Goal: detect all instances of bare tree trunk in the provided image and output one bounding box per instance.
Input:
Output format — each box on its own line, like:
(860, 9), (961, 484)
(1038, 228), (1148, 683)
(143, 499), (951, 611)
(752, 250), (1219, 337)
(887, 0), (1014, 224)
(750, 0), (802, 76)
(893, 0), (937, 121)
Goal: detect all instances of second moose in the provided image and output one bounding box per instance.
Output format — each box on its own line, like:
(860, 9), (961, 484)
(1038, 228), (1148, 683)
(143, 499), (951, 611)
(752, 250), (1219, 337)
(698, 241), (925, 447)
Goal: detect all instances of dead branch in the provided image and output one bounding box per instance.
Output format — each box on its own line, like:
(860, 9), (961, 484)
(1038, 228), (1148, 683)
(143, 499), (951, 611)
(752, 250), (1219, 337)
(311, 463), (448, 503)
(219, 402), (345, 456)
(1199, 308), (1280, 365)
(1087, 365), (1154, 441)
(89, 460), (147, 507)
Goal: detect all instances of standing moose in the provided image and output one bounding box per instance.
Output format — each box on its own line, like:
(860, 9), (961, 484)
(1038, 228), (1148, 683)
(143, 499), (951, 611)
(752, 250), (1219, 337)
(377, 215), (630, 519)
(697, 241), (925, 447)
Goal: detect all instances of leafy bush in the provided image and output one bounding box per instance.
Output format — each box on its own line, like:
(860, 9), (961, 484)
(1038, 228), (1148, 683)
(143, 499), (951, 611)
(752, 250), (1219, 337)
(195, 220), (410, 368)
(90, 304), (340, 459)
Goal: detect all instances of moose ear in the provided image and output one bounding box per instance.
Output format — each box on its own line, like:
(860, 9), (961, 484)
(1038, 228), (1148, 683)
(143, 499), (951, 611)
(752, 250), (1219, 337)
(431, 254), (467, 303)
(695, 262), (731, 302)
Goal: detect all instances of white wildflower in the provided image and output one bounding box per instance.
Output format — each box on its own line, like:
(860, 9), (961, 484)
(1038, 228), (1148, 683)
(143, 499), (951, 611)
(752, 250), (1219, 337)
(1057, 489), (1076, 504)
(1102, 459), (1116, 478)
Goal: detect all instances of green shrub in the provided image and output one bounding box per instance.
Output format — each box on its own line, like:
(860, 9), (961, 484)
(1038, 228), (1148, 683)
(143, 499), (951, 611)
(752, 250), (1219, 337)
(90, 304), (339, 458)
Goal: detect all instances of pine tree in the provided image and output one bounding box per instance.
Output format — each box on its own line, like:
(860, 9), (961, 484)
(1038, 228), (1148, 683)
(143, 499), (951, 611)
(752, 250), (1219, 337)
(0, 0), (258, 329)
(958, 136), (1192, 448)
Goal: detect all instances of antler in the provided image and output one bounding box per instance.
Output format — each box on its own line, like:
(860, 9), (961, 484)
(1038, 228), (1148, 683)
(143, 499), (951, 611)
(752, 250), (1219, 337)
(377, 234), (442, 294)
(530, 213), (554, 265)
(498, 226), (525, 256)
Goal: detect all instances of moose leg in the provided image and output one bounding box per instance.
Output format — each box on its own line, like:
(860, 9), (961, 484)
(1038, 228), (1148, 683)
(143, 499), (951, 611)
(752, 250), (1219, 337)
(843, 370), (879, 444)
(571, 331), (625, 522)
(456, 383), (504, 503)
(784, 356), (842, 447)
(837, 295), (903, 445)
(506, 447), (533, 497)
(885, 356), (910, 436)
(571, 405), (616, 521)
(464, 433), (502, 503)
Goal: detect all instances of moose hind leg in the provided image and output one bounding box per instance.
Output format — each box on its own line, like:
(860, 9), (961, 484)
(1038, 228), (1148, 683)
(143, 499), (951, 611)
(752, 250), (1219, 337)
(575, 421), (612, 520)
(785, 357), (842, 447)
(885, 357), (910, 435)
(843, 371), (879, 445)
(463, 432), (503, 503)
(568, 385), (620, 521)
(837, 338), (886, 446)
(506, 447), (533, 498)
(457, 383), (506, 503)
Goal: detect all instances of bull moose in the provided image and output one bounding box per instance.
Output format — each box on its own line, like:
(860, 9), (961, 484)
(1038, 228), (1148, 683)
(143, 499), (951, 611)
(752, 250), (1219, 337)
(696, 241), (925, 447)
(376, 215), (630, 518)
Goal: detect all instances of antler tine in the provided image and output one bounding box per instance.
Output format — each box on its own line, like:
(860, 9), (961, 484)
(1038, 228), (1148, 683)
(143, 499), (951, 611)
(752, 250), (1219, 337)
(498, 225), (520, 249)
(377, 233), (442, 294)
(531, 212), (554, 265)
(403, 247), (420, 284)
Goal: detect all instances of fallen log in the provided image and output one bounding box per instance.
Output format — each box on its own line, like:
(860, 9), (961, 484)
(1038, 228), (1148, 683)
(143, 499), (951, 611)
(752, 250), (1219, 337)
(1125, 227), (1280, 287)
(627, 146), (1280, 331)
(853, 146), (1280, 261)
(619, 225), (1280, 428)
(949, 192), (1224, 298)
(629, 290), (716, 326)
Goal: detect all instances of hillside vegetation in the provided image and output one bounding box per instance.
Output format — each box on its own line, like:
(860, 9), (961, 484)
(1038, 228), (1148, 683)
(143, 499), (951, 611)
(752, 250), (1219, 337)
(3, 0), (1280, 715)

TASK STATEMENT =>
Without skipping anything, transcribe every line above exactly.

OUTPUT =>
Goal: detect all instances of bare tree trunk in the provided image and output one bounding box per instance.
Input:
Output format — each box on its own line, like:
(860, 9), (961, 484)
(1038, 228), (1148, 683)
(143, 499), (951, 611)
(752, 250), (1219, 337)
(887, 0), (1014, 224)
(750, 0), (802, 76)
(893, 0), (937, 121)
Goal: detect all instances of second moose in the provided image and output one bounding box per instance.
Output format — each box on its own line, like:
(860, 9), (961, 484)
(1038, 228), (1148, 683)
(143, 499), (951, 611)
(752, 250), (1219, 337)
(698, 241), (925, 447)
Goal: detect all instances of dead branch in the provided image and output one bounding box per instance.
Output format — each box on its own line, like:
(860, 9), (961, 484)
(1038, 228), (1148, 683)
(143, 499), (951, 611)
(752, 250), (1219, 337)
(311, 463), (448, 503)
(219, 402), (345, 456)
(1199, 308), (1280, 365)
(1087, 365), (1154, 441)
(89, 460), (147, 507)
Goal: detect all instances of standing moose in the provided image and output one bounding box per instance.
Output format — each box on its own line, like:
(860, 9), (961, 484)
(1038, 228), (1148, 683)
(143, 499), (951, 611)
(752, 250), (1219, 337)
(377, 215), (630, 519)
(697, 241), (925, 447)
Goal: detect all instances of leafy bush in the provided image and output one bounding box per instance.
Output format — each box on its own line, like:
(860, 9), (961, 484)
(1038, 228), (1148, 683)
(143, 499), (951, 611)
(752, 250), (1219, 337)
(195, 220), (410, 368)
(90, 304), (340, 459)
Goal: detect all instances of moose ear in the provided image and output one bounding box per instance.
Output format — each box on its own line, like:
(860, 9), (961, 484)
(1038, 228), (1148, 683)
(143, 499), (951, 611)
(752, 250), (1219, 337)
(431, 254), (467, 303)
(695, 262), (731, 302)
Goal: detect all instances of white wildflower in the provided image and output one bounding box per instance.
Output format — each box on its own line, like:
(860, 9), (961, 484)
(1038, 228), (1148, 683)
(143, 499), (951, 611)
(752, 250), (1219, 337)
(1057, 489), (1076, 504)
(1102, 459), (1116, 478)
Goal: detect all instances of green shrub in the provided image and output one bounding box per instance.
Output format — each box on its own line, like:
(860, 9), (961, 484)
(1038, 228), (1148, 683)
(143, 499), (951, 611)
(752, 250), (1219, 337)
(90, 304), (339, 458)
Goal: detect all instances of pine tree in the provided image and output one bounding box per instance.
Output format — each box on its own line, like:
(860, 9), (961, 484)
(1038, 228), (1148, 683)
(143, 499), (951, 611)
(752, 250), (1219, 337)
(0, 0), (258, 329)
(958, 136), (1192, 448)
Goal: detect all instances of antler in the provided image and output one bounding box per instance.
Output format — each box on its own line, like:
(860, 9), (961, 484)
(1038, 228), (1148, 683)
(143, 499), (951, 611)
(752, 250), (1219, 337)
(377, 234), (442, 294)
(530, 213), (554, 265)
(498, 226), (525, 256)
Goal: detect all instances of moose leg in the provided image and output one bounding box per instance.
Output format — each box on its own line, like:
(860, 9), (961, 484)
(1038, 228), (1148, 683)
(143, 499), (951, 611)
(752, 250), (1219, 337)
(843, 370), (879, 444)
(571, 331), (625, 522)
(456, 383), (504, 503)
(784, 356), (842, 447)
(837, 295), (903, 445)
(506, 447), (533, 497)
(885, 356), (910, 436)
(571, 405), (616, 521)
(464, 433), (502, 503)
Goal: detect all instances of moose hind leg in the provided image and output one bounding box per instance.
Output format — each box on its own line, like:
(860, 9), (961, 484)
(1038, 228), (1148, 683)
(143, 499), (951, 611)
(752, 250), (1219, 337)
(575, 421), (612, 520)
(785, 357), (842, 447)
(885, 357), (910, 435)
(843, 371), (879, 445)
(463, 432), (503, 503)
(568, 385), (620, 521)
(837, 338), (886, 446)
(506, 447), (533, 498)
(457, 383), (506, 503)
Goal: detect all instances of bull moose in the provided image and output one bounding box per instance.
Output format — each box on its own line, like:
(860, 9), (961, 484)
(1038, 228), (1148, 683)
(143, 499), (951, 611)
(752, 250), (1219, 337)
(696, 241), (925, 447)
(376, 215), (630, 518)
Goal: detect all instances of antler tine in the provided image and output one bounding box per instance.
Output format — each box on its own line, like:
(860, 9), (961, 484)
(1038, 228), (1148, 683)
(143, 499), (951, 611)
(752, 250), (1219, 337)
(498, 225), (520, 249)
(377, 233), (442, 294)
(531, 212), (554, 265)
(403, 247), (420, 284)
Goal: detect all instances of fallen log in the provided image and output one bounding box per instance.
Output format — each box on its own line, like:
(860, 9), (961, 484)
(1038, 228), (1148, 683)
(143, 499), (951, 611)
(752, 250), (1219, 337)
(1125, 227), (1280, 287)
(627, 146), (1280, 331)
(853, 146), (1280, 261)
(619, 225), (1280, 428)
(949, 192), (1224, 298)
(629, 290), (716, 326)
Goal: detect all instances of hillside vegetation in the provided image and output one bounding box per instance.
Output format — each box on its own line, like:
(860, 9), (961, 484)
(1038, 228), (1148, 683)
(143, 499), (951, 611)
(752, 250), (1219, 337)
(3, 0), (1280, 715)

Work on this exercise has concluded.